XP-G modded Gladius

fletch31

Newly Enlightened
Joined
Jun 16, 2006
Messages
87
This is a very easy LED swap so I feel a bit embarrassed posting it here among the innovative greats but I thought I would share as I guess it is a mod.

So I have modded two of these Gladius lights now with A0 bin XP-G R5 LEDs and I am just thrilled with the ease of the job and increased output. Previously I have modded these with U2 bin Seoul P4's and was happy with the output I got back then. Now I have a 50% even greater lumen output OTF with a very similar beam smooth beam pattern. The hot spot is just a bit bigger but its noticably brighter over the P4 and the spill is brighter as well. Best part is my low setting is still Loooow. The stock IMS27 reflector focuses this LED perfectly with no donuts and a nice even hot spot. I love these dang lights. Best UI made IMHO.

This time I used the XP-G's premounted on a 20mm stars (from Cutter) so this mod ended up being easier than my old P4 mods. When I did those, I had to make a copper shim under the P4 for focus and electrically isolate it using the old 80 lumen luxeon star mount because I could only source unmounted U2 bin LEDs then.

This mod is very easy. Just unsolder the two leads, pop the old star off with a small screw driver and lap the old thermal compound off.

Trim off the two small half moon shaped plastic risers built into the bottom of the reflector to get the correct donut free focused beam.

Put down a thin layer of Arctic Silver 5 thermal compound and lay your new star down centered the best you can and resolder your leads.

This next part, you need to move kind of fast as it involves centering the LED. I mix some 5 min epoxy to put around one edge of the LED star to hold it in place. Its pretty easy to get in the ball park by moving the star equadistant from the edges of the heat sink platform. I take the reflector and circular shield that surrounds it out of the bezel and set it on top of the light and look down in to eyeball it for center, sliding the LED star around with some tweezers while the epoxy is still curing. Then reassemble the light and check the beam pattern on a wall. If there is any V shaped ring flair to the beam around the hotspot its not centered. Remove the head and repeat before the epoxy cures until you get the desired results. You should be able to get it with no problem in 5 minutes. I move the oring from below the reflecter shield to the top for centering purposes to get good downward pressure on the LED star as I tighten the head to center it. You will find that as you tighten the head, it will move out of center and back into center. Once you have the beam you are happy with, let the light sit upright while it cures. You will find you will have more than 5 mins because a bit of thermal compound likely will have mixed in with the epoxy at the leading edge of the star, giving you a bit more time before it hardens completely. Just keep track of that dang ball bearing that keeps the driver from tearing off the traces each time you dissassemble, and put it back in each time you reassemble the light for testing.

Point labeling examples:
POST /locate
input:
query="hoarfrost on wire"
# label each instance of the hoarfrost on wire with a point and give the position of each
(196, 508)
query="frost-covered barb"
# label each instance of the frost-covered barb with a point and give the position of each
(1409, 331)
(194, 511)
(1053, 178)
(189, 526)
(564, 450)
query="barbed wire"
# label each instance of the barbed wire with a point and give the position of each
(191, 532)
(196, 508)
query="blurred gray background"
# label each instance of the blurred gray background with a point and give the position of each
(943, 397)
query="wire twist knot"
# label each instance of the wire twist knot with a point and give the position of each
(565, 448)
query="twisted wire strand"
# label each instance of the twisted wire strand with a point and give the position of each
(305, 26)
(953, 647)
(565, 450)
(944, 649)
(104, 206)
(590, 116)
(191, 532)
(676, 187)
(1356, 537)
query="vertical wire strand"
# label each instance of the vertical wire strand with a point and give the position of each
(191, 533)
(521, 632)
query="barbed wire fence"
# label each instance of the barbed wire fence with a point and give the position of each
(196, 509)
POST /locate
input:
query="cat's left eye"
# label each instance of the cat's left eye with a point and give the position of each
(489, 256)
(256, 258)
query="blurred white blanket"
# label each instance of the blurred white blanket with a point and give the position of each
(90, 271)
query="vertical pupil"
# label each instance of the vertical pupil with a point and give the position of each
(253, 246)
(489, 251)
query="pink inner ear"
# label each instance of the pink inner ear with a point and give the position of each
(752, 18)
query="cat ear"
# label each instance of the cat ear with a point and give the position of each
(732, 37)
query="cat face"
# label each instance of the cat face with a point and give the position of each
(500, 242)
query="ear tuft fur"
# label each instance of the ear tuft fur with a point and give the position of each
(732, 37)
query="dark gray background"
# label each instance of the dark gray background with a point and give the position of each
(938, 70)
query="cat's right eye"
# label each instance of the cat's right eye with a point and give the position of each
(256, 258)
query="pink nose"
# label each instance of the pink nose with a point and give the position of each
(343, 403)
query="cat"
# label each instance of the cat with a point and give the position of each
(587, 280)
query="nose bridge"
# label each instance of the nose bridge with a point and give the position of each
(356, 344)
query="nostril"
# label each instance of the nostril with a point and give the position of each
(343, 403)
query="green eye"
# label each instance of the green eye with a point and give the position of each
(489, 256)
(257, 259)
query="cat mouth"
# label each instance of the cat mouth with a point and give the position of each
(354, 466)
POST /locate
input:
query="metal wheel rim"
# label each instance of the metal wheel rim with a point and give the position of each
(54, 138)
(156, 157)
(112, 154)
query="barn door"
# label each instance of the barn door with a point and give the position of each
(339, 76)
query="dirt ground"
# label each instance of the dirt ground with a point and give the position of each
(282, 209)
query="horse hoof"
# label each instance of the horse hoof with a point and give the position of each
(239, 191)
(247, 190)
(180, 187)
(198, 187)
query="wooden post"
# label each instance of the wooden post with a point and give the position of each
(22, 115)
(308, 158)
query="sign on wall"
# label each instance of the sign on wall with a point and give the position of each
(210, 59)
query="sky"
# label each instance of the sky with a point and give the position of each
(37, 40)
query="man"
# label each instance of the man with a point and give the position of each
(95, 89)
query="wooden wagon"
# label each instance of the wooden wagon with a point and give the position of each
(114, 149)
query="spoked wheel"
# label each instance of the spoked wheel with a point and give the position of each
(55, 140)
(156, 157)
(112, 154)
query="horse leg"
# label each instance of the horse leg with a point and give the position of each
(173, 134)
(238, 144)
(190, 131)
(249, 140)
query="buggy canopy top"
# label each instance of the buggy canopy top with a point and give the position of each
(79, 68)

Tasks to complete:
#1 Which thermal compound does the Gladius mod post say to spread under the new star?
#2 Copy out the stretch of the Gladius mod post from "Trim off the" through "resolder your leads.".

Responses in order:
#1 Arctic Silver 5.

#2
Trim off the two small half moon shaped plastic risers built into the bottom of the reflector to get the correct donut free focused beam.

Put down a thin layer of Arctic Silver 5 thermal compound and lay your new star down centered the best you can and resolder your leads.